▶ _Data in this exercise_
+===+

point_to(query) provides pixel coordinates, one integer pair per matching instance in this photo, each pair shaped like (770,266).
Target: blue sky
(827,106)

+===+

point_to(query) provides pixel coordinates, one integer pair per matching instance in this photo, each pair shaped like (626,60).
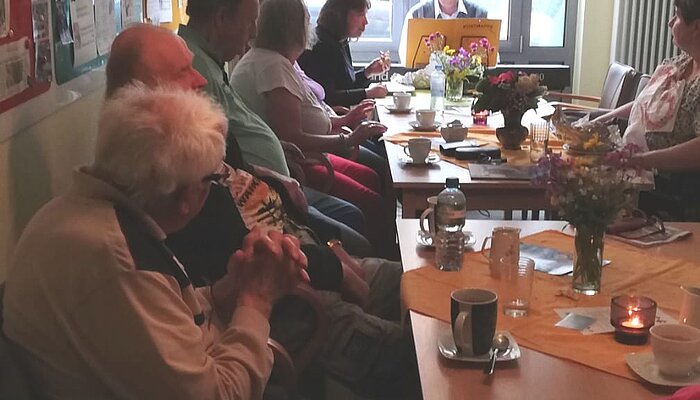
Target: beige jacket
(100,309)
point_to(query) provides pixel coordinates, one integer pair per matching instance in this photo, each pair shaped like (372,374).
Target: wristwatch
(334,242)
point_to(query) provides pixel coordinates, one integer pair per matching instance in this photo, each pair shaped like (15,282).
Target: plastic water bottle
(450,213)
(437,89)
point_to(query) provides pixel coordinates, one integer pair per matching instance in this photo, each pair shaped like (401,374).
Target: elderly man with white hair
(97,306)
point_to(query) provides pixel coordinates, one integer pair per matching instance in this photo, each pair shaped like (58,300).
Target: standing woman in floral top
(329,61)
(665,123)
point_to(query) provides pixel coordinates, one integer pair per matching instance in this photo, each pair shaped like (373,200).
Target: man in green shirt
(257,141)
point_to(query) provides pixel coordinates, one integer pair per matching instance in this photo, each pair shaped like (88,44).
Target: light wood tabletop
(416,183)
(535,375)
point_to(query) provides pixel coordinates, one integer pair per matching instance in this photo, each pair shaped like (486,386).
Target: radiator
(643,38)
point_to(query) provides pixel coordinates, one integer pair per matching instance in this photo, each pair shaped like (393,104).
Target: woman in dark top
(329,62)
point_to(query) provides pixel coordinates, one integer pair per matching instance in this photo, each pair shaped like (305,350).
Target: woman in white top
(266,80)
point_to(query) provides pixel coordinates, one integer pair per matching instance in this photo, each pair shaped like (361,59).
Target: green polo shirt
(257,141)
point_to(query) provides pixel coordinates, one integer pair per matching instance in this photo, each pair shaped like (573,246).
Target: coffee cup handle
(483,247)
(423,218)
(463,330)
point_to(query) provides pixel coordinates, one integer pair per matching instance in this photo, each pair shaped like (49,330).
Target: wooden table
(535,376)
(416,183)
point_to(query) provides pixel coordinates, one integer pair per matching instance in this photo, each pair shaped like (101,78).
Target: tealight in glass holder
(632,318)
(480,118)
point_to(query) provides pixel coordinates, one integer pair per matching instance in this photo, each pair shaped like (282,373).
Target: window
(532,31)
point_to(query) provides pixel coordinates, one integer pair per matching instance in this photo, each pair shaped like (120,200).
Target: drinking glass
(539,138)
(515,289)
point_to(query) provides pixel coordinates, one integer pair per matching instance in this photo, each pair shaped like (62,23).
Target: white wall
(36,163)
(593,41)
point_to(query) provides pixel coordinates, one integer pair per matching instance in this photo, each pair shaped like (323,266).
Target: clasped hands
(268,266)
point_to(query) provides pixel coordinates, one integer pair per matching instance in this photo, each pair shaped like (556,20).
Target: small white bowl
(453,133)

+===+

▶ _Exercise objective_
Take the stretch of lines above from the one containing "Target: tealight in glass holder" through the one containing "shaped like (62,23)." and repeat it exactly, adding no other line.

▶ _Finished task_
Target: tealight in glass holder
(632,318)
(480,118)
point_to(query) provides pixel coordinates, one integer pair per matching instance in this photo, each pair shaped like (282,373).
Target: window
(532,31)
point_to(query) provides pixel coordinates, one integer pair per matching instance in this photo, each pair shaped like (120,200).
Target: drinking glass
(539,138)
(515,289)
point_to(query) provides pixel coordinates, one integer pair per matching instance in this photo, each pair shaped like (62,23).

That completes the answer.